Aim of the task: Rewrite everything from the line containing "background has been boxed. Return all bounding boxes." down to the line containing "[78,123,240,180]", replacing "gravel" with "sandy" and leaving all else unchanged.

Rows:
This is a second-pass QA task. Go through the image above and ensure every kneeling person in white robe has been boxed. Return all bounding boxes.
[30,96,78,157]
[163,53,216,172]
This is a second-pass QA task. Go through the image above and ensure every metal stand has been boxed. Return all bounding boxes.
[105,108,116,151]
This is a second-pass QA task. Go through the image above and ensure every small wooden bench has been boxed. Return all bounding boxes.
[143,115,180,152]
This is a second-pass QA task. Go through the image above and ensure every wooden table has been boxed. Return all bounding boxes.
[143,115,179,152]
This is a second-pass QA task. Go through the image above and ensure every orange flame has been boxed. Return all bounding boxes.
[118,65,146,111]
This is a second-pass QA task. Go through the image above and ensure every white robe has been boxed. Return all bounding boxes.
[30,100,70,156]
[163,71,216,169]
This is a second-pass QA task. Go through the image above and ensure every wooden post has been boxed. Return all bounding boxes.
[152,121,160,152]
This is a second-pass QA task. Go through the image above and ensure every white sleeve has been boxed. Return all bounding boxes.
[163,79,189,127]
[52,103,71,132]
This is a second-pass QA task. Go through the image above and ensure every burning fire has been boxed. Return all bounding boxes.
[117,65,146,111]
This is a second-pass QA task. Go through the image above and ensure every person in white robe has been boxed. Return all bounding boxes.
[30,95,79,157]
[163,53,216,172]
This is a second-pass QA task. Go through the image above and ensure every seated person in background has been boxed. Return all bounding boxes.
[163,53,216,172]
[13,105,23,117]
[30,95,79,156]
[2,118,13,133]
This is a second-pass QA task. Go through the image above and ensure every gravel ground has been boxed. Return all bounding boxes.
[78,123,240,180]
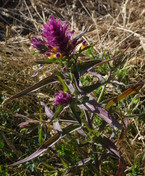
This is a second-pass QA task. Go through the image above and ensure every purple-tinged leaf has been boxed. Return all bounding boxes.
[78,97,123,129]
[2,74,57,104]
[116,159,126,176]
[40,102,54,120]
[96,136,121,158]
[88,71,106,83]
[32,71,38,78]
[74,71,102,95]
[9,124,81,167]
[70,106,82,124]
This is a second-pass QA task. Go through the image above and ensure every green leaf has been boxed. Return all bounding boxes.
[2,74,57,105]
[9,124,81,166]
[36,58,60,64]
[105,81,144,109]
[57,75,69,92]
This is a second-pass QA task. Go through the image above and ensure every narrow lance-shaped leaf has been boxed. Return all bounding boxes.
[53,119,62,136]
[57,75,69,92]
[96,136,121,158]
[9,124,80,166]
[70,106,81,124]
[2,74,57,104]
[105,81,144,109]
[40,102,54,120]
[78,97,123,129]
[35,58,60,64]
[88,41,135,71]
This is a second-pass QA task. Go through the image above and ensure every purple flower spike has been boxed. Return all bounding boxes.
[31,16,84,59]
[42,16,74,54]
[31,37,47,53]
[54,90,72,105]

Complete answer:
This is a second-pass QA task. Go through the image above and ensure every seated person in background has been boxed. Return all bounding boxes.
[163,53,216,172]
[13,105,23,117]
[30,95,79,156]
[2,118,13,133]
This is a second-pass QA task. Go through the image above and ensure every sandy ground has been boxed. Return all bounding boxes.
[78,123,240,180]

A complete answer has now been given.